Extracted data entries
....

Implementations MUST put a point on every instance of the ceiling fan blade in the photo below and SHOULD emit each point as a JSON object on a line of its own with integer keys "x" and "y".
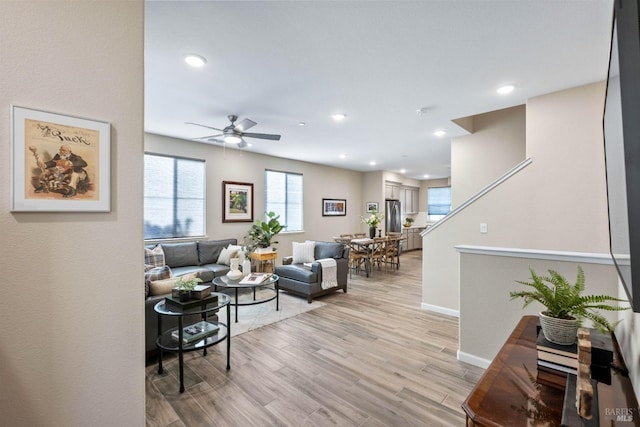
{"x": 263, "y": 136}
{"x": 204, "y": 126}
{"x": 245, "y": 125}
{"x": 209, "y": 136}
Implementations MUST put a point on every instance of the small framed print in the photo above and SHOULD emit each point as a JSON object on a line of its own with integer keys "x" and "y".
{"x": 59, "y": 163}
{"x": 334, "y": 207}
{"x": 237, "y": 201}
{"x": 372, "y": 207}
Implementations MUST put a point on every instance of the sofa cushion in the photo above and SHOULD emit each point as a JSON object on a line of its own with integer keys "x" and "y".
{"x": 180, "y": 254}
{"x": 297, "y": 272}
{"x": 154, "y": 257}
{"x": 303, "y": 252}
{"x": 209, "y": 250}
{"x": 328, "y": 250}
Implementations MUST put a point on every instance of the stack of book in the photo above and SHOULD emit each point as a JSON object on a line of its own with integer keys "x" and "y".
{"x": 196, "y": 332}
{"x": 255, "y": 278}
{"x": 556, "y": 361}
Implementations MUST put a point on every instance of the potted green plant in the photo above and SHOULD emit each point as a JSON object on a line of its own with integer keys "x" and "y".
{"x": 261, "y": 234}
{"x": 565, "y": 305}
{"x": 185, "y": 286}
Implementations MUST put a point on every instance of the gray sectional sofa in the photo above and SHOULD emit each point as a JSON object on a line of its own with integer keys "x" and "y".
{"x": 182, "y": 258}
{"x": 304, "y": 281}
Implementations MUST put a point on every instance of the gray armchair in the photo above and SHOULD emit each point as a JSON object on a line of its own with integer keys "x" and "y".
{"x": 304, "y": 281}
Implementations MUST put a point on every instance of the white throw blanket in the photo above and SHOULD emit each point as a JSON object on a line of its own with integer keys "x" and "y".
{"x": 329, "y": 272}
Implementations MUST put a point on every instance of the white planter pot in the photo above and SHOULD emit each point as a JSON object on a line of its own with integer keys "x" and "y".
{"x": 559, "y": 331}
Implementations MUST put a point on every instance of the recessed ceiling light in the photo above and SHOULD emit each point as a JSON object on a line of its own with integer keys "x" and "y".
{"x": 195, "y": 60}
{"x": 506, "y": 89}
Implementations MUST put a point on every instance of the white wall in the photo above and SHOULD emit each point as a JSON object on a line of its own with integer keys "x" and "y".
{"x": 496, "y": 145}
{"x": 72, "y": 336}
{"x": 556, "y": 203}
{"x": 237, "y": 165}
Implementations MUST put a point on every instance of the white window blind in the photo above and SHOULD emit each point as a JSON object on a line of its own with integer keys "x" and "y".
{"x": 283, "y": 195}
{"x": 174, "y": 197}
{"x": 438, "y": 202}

....

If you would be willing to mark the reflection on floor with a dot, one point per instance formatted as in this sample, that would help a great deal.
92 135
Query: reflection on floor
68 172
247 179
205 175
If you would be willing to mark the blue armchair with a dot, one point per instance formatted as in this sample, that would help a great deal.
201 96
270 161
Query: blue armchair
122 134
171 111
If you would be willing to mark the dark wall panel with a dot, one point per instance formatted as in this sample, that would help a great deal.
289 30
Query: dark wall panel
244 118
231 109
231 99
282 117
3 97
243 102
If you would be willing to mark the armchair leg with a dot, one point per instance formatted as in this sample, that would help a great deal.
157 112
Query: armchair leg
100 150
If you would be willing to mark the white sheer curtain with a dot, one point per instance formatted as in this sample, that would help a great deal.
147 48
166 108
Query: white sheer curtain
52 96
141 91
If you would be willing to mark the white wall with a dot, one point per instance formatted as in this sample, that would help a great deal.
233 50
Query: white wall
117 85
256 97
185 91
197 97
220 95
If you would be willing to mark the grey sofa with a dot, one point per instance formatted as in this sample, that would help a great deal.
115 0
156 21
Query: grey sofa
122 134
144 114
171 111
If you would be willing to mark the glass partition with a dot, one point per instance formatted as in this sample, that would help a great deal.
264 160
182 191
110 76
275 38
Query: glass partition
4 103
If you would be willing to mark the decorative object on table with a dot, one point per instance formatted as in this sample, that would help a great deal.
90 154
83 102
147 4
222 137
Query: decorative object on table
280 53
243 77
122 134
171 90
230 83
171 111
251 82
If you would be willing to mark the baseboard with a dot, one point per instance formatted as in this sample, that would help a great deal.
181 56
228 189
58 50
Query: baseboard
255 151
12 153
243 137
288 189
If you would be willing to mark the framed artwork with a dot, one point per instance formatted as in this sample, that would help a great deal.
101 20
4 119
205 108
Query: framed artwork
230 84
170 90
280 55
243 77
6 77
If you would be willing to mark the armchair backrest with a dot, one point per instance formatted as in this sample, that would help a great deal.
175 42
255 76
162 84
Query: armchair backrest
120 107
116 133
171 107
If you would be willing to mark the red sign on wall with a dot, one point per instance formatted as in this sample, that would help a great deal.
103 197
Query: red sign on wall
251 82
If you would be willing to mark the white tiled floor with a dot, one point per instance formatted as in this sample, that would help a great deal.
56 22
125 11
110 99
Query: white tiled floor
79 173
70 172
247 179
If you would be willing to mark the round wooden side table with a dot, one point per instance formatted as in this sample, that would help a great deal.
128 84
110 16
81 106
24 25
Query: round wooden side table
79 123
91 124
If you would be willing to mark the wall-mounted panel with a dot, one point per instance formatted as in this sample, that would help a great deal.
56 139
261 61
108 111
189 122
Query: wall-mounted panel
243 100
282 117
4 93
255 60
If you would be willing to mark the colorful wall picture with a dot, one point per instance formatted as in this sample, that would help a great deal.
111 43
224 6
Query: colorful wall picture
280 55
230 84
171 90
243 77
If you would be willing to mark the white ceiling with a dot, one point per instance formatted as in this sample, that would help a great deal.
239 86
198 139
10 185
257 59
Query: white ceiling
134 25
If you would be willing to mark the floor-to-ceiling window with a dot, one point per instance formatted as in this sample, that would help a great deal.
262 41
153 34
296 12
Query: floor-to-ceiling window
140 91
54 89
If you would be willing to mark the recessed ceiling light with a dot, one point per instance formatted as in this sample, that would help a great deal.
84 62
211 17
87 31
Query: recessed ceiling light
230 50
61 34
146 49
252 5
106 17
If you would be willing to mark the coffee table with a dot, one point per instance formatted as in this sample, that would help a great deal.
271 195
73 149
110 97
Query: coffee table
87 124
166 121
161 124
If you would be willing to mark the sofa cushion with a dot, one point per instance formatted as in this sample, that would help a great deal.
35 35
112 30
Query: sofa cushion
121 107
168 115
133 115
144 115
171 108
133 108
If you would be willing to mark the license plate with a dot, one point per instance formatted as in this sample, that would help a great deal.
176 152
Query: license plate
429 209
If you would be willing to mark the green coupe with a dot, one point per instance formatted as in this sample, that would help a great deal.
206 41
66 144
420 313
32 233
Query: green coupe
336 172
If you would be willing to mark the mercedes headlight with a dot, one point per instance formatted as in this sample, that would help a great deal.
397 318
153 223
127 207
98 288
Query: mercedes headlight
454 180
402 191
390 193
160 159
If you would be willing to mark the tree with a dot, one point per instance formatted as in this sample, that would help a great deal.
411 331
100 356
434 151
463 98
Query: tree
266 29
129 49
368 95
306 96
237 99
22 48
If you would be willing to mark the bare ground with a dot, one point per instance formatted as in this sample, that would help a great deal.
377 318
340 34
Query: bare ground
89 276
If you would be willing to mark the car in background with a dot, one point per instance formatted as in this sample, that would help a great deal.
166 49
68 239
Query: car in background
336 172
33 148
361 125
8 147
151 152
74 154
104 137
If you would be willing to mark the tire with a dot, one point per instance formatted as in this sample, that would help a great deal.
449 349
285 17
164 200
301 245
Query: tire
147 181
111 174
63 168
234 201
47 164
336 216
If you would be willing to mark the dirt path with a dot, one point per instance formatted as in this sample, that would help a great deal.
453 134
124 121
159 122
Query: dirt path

....

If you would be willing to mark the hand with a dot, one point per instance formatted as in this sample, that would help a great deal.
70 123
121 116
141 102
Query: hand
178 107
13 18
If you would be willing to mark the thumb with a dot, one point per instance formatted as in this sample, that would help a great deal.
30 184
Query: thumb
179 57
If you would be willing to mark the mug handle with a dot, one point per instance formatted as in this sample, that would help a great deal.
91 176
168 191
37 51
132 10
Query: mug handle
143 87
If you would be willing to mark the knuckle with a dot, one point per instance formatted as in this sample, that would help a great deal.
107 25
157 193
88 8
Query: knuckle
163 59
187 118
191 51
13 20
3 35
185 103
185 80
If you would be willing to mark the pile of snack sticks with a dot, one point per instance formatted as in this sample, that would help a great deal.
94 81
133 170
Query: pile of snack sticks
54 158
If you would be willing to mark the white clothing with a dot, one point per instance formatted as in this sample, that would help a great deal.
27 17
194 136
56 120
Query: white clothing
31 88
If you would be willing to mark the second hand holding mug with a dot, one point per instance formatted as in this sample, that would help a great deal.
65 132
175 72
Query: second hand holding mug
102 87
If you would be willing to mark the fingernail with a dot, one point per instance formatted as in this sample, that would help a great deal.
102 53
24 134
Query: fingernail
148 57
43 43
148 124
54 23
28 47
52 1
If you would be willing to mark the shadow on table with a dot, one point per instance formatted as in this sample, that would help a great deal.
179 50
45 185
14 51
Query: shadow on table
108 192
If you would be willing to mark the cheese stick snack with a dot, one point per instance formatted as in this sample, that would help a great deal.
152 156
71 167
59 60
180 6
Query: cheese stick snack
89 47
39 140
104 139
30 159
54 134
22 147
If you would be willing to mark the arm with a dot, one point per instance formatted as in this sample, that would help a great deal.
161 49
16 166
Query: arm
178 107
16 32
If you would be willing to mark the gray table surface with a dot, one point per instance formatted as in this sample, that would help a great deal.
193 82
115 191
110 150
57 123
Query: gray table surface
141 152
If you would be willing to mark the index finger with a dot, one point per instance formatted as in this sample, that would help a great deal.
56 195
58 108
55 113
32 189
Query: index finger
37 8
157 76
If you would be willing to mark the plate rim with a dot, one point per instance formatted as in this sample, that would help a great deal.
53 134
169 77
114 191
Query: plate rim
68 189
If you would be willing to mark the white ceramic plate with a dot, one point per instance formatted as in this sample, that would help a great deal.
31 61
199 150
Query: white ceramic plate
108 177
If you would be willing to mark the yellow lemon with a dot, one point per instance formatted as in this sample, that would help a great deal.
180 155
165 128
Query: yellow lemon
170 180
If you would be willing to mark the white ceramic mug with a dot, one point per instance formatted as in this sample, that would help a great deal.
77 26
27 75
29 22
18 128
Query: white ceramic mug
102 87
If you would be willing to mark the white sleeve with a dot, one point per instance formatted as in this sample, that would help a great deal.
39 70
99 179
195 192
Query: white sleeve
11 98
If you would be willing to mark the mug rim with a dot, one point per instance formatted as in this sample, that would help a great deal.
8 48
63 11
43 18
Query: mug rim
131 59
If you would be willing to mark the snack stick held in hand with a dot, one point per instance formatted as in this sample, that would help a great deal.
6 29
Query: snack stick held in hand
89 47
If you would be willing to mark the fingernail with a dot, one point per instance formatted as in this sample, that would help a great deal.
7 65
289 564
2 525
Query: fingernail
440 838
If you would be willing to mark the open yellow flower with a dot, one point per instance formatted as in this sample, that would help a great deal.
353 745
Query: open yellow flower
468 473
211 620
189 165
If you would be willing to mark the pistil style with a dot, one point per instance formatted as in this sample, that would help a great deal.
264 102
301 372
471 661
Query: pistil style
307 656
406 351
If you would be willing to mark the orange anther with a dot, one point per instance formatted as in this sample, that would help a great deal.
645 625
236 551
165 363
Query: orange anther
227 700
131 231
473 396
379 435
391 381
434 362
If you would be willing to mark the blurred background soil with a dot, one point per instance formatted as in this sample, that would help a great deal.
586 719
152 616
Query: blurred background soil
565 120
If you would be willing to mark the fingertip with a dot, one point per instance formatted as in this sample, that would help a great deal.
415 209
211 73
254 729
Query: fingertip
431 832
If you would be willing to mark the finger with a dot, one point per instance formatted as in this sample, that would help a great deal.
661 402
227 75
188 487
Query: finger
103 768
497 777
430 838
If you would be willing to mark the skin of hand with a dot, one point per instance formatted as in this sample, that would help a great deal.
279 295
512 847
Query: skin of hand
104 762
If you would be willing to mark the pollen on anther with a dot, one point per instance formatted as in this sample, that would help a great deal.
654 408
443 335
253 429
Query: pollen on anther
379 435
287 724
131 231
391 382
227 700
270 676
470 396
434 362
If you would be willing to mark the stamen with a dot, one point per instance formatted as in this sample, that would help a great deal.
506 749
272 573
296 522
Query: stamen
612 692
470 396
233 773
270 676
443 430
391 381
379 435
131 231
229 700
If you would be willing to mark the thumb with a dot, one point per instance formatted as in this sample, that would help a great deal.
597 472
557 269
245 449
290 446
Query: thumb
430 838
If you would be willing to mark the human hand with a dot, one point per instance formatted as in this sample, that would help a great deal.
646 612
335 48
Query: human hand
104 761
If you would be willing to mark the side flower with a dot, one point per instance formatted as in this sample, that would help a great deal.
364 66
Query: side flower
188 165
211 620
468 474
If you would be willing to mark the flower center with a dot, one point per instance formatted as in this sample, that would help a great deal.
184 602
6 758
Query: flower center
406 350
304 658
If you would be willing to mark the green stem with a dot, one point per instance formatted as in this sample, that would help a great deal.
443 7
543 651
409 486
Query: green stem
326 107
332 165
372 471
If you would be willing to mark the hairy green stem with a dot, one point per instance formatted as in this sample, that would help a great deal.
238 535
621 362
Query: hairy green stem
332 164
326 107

....

Collect every line with the string "dirt" from the records, and copy each.

SOLVED EXERCISE:
If you would be willing to mark the dirt path with a dot, one point per instance formatted as in this sample, that would help a great deal.
Query: dirt path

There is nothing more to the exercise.